• TO BE DONE:
Rewrite the listing from its first line up to and including the line with "top-left (67, 410), bottom-right (229, 450)", keeping the requests in place. Increase every coordinate in the answers by 14, but leave the requests and their format samples unchanged.

• Records from a data collection:
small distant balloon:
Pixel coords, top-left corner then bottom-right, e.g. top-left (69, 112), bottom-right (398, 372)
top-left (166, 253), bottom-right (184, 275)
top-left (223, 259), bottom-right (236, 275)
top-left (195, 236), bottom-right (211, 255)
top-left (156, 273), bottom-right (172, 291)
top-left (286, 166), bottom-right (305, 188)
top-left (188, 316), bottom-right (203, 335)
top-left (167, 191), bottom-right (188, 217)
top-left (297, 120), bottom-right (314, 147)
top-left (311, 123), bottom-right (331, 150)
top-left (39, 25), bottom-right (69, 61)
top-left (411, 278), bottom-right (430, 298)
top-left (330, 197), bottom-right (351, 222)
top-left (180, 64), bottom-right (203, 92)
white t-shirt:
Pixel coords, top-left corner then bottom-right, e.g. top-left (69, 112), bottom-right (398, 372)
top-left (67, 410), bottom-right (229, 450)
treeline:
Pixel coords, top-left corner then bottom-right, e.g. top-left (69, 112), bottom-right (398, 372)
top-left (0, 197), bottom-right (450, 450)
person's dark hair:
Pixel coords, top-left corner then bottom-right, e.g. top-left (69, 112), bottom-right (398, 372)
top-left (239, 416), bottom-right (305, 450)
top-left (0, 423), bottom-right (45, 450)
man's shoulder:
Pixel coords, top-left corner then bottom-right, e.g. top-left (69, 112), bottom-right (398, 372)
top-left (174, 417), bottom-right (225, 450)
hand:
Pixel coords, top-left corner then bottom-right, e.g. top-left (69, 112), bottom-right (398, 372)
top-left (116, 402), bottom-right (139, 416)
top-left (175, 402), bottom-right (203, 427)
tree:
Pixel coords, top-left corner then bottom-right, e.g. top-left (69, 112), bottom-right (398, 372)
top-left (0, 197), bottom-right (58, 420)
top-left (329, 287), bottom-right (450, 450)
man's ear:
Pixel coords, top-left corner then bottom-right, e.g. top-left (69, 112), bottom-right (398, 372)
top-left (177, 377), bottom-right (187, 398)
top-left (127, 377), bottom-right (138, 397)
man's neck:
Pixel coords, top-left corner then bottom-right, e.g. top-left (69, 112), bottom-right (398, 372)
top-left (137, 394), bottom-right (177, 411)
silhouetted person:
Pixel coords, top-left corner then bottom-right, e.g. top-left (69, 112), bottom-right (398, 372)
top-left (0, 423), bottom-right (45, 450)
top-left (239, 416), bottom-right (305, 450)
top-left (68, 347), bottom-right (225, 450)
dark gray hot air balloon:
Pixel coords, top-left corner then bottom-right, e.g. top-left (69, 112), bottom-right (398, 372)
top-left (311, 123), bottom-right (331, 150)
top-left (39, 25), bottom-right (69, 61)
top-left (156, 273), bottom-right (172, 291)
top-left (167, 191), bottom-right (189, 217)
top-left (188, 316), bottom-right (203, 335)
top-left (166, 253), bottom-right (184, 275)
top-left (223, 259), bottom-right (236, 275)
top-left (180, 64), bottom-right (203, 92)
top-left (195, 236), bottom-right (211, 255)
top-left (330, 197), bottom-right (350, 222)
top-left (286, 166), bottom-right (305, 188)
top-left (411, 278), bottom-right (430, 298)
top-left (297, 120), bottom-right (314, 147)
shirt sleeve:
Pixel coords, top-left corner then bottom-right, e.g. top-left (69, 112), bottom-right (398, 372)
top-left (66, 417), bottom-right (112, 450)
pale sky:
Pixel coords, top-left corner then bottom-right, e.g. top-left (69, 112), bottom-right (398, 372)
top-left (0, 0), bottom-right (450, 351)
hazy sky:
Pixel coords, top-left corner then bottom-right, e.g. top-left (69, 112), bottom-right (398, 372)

• RESPONSE TO THE EXERCISE:
small distant balloon:
Pixel coords, top-left corner then bottom-right, e.g. top-left (69, 112), bottom-right (398, 372)
top-left (180, 267), bottom-right (198, 289)
top-left (237, 273), bottom-right (250, 289)
top-left (209, 250), bottom-right (225, 269)
top-left (170, 287), bottom-right (186, 305)
top-left (300, 180), bottom-right (319, 202)
top-left (202, 330), bottom-right (217, 349)
top-left (181, 205), bottom-right (202, 231)
top-left (311, 134), bottom-right (328, 161)
top-left (325, 137), bottom-right (345, 164)
top-left (53, 39), bottom-right (83, 75)
top-left (425, 292), bottom-right (444, 312)
top-left (344, 211), bottom-right (365, 236)
top-left (194, 78), bottom-right (217, 106)
white t-shirt:
Pixel coords, top-left corner then bottom-right, e.g. top-left (69, 112), bottom-right (398, 372)
top-left (81, 424), bottom-right (243, 464)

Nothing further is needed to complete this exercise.